--- Start Selected passage ---

Haaland started the initiative, which will be overseen by the assistant secretary for Indian affairs, in response to the discovery by Canada’s Tk’emlúps te Secwepemc First Nation of 215 unmarked graves at the Kamloops Indian Residential School in British Columbia. The New York Times reported this summer that the remains of as many as 751 people, mainly children, had also been found in unmarked graves on the site of a former boarding school in Saskatchewan.
Stanciu, an associate professor of English in the VCU College of Humanities and Sciences, will shed light on Indigenous boarding schools in her new course, The Literature of Indigenous Boarding Schools (English 358), starting this fall. It is the first course at VCU on the subject.
The class will spotlight the history and representation of the boarding schools, which aimed to assimilate Native American children and destroy Indigenous cultures and communities. The United States began establishing and supporting Indian boarding schools across the nation starting with the Civilization Fund Act of 1819.
According to Stanciu, some of the most harmful institutions of so-called Native American “education” were off-reservation boarding schools such as Carlisle Indian Industrial School in Pennsylvania. It was the flagship Indian boarding school in the United States from 1879 through 1918. Several Native American students from the school have contributed written accounts to various publications.

--- End Selected passage ---
--- Start Raw data ---

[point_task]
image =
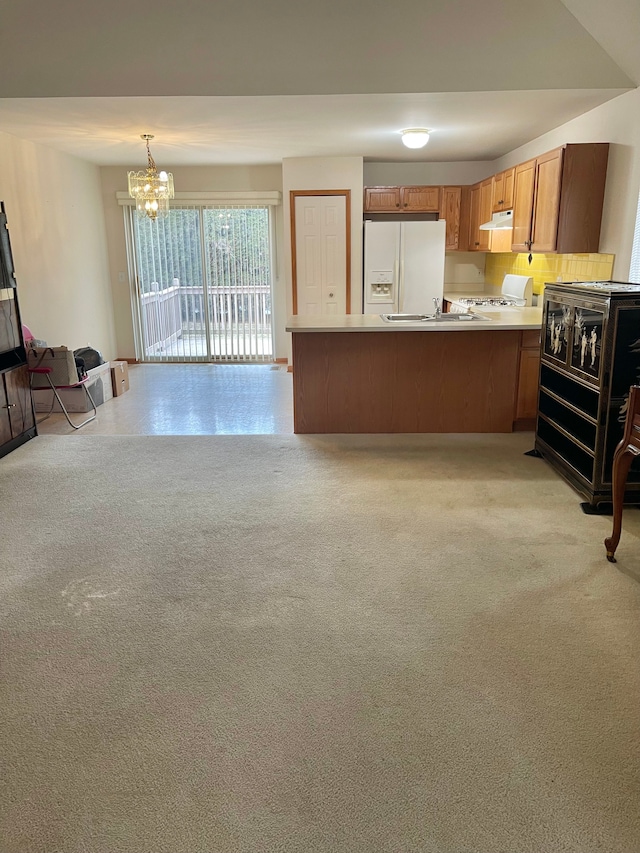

--- End Raw data ---

Exercise instructions:
1 - Condense the paragraph of the boarding-school text that begins "The class will spotlight" into one sentence that keeps its main facts.
2 - Reproduce word for word the stretch of the boarding-school text from "Stanciu, an associate" through "on the subject.".
The data is not needed for any of this.

In response:
1 - The course will examine the history and depiction of boarding schools meant to assimilate Native American children and destroy Indigenous cultures and communities, which the United States began establishing and supporting nationwide with the Civilization Fund Act of 1819.

2 -
Stanciu, an associate professor of English in the VCU College of Humanities and Sciences, will shed light on Indigenous boarding schools in her new course, The Literature of Indigenous Boarding Schools (English 358), starting this fall. It is the first course at VCU on the subject.